## THE REQUEST
Continue the article about the Lexington Town Manager's memo on committee appointments, starting from its last sentence.

## SUPPLIED PASSAGE
____

Select Board meetings regularly require the Town’s five-person volunteer leadership body to tackle multiple big-ticket items in a single evening.
But it’s less common for a large audience to attend these hours-long meetings. That’s what made Monday’s meeting unusual. About 80 people stuck around or joined the Zoom webinar well past the two-hour mark, shortly after 9 p.m., for an agenda item with a downright bland title: “Discuss Committee Appointments.” That number, which was triple or quadruple the Select Board’s usual meeting attendance, does not include additional people tuned in on LexMedia.
In a memo included in the meeting packet, Town Manager Jim Malloy raised the possibility of taking over the appointing authorities of almost two dozen Town boards and committees from the Select Board, as well as dissolving several committees that he said had completed their work or become redundant with new Town staff positions. By reckoning frankly with the number of volunteer boards and committees in Lexington, Malloy touched a lightning rod in a community that prides itself on exceptional volunteerism and civic participation.
“This memo is meant to be provocative in the sense that its goal is to initiate the discussion amongst the Board members on potential changes to Committees,” Malloy wrote in its introduction. In an interview with LexObserver, he added that this was because he understands “it’s a hard conversation to have.” He was looking to galvanize discussion about an intractable set of challenges that have remained unsolved despite many Select Board conversations and attempts long predating his memo.
“For several years, this board has looked at the number, the missions of our committees, the structure of appointments and reappointments, the process for review of charges, for election and rotation of chairs, for general committee operations,” Select Board Chair Jill Hai said during the meeting. “We have been concerned for years about how we can equitably recruit and select applicants.”
She also stressed that this memo “was never meant to be a final proposal; this is meant to be a discussion jumping-off point.”
Malloy wrote this memo in July in part because former Management Analyst Kat Labrecque, who had spent several months examining Lexington’s committee challenges, was transitioning to her new budget officer position.
“I saw it, like, falling back down into a black hole, because nobody was going to do it,” Malloy said.
Malloy’s memo raised the possibility of moving 19 of the 43 current Select Board-appointed committees under the Town Manager’s appointing authority and dissolving 14 others. In most cases, Malloy pointed to committee inactivity as grounds for dissolution. But the memo also stated that the Select Board should consider “whether to retain” a few very active committees such as Sustainable Lexington and the Bicycle Advisory Committee now that the Town has created full-time staff positions for their work.
To some extent, Malloy’s suggestions about committee appointing authority changes stemmed from bigger-picture Select Board conversations about whether and how to establish a more robust committee applicant interview process. Transferring appointing authority to the Town Manager’s office could create options for a more involved, standardized interviewing process for many committees, Malloy explained. That’s because the Select Board cannot conduct interviews as a full board outside of public meetings without violating the Open Meeting Law, whereas the Town Manager’s office, as Town staff, are not subject to this requirement. Interviewing prospective committee members in public meetings, on top of potentially intimidating applicants, could demand significant time on already packed Select Board agendas.

____

## ENTRIES PROVIDED
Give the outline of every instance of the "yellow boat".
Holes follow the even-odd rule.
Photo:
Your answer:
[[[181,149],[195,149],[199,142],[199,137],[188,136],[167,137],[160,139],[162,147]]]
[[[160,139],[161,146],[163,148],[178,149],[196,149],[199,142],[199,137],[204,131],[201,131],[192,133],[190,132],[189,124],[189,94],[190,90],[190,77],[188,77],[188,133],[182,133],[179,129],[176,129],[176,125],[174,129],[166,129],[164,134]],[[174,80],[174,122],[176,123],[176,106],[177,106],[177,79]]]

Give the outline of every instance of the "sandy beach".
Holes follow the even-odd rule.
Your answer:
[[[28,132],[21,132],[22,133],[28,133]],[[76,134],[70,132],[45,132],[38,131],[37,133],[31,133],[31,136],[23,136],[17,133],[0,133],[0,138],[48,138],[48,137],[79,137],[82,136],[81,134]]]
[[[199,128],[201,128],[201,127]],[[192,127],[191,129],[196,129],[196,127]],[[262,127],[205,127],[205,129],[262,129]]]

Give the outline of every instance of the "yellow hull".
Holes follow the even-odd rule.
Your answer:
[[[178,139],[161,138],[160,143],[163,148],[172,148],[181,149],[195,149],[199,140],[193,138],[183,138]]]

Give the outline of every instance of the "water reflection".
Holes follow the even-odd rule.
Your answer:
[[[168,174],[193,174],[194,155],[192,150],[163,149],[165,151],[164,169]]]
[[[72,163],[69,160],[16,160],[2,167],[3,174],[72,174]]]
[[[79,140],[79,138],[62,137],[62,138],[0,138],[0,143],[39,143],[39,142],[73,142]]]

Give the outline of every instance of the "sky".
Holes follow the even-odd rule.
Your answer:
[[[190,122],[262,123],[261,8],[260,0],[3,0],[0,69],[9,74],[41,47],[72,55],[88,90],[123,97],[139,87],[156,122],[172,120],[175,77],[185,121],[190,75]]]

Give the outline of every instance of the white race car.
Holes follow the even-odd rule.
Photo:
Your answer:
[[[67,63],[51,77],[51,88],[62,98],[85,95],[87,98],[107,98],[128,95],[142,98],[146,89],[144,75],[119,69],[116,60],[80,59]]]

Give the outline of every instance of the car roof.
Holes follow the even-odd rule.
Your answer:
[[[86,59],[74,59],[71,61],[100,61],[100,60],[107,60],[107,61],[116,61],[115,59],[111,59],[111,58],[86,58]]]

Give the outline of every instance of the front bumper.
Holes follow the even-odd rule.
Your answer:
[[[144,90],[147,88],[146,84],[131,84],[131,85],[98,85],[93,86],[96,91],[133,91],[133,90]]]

____

## EXERCISE RESPONSE
Currently, some Select Board members individually interview applicants for committees with significant, direct community influence, such as the Historic Districts Commission; such one-on-one interviews are essentially the only way for Select Board members to conduct these interviews outside public meetings without violating the Open Meeting Law. But for any Select-Board-appointed committee, time constraints and the Open Meeting Law create challenges for developing a more formal process than that.
While the memo included additional suggestions previously developed by Labrecque, such as onboarding for new members and term limits for chairs, the potential changes in committee appointing authority and dissolution of certain committees generated emphatic public opposition. As a result, during their meeting, every Select Board member sought to reassure community members that they appreciated the value of Lexington’s volunteers.
Dan Miller became aware of the Town Manager’s memo about 9 p.m. Friday night, when someone who had seen the memo in the Select Board meeting packet emailed him.
A day later, he circulated a petition opposing two parts of the memo: its suggestion of transferring the Select Board’s appointing authority for the Tree Committee, Sustainable Lexington and the Bicycle Advisory Committee to the Town Manager, and the possible dissolution of Sustainable Lexington and the Bicycle Advisory Committee. The petition also critiqued the general concept of transferring committee appointing authority from the Select Board to the Town Manager as antidemocratic.
Between sending the petition out about 8 p.m. on Saturday and sending a version to the Select Board at 2 p.m. Monday, it gained 502 signatures. It now has more than 600.
“In the 15 short months I’ve lived in Lexington, I’ve met a lot of talented people who love this town and work hard for its future,” Miller wrote in an email. “Dissolving committees which are in the vanguard of our town’s advancement would diminish that participation.” Though he is not a current or former member of any Town board or committee, Miller has attended many public meetings “to get a sense of what issues face our town,” he added. Regarding the appointing authority, “the consolidation of appointment authority would be corrosive to the openness and accountability in our town affairs of which we need more, not less.”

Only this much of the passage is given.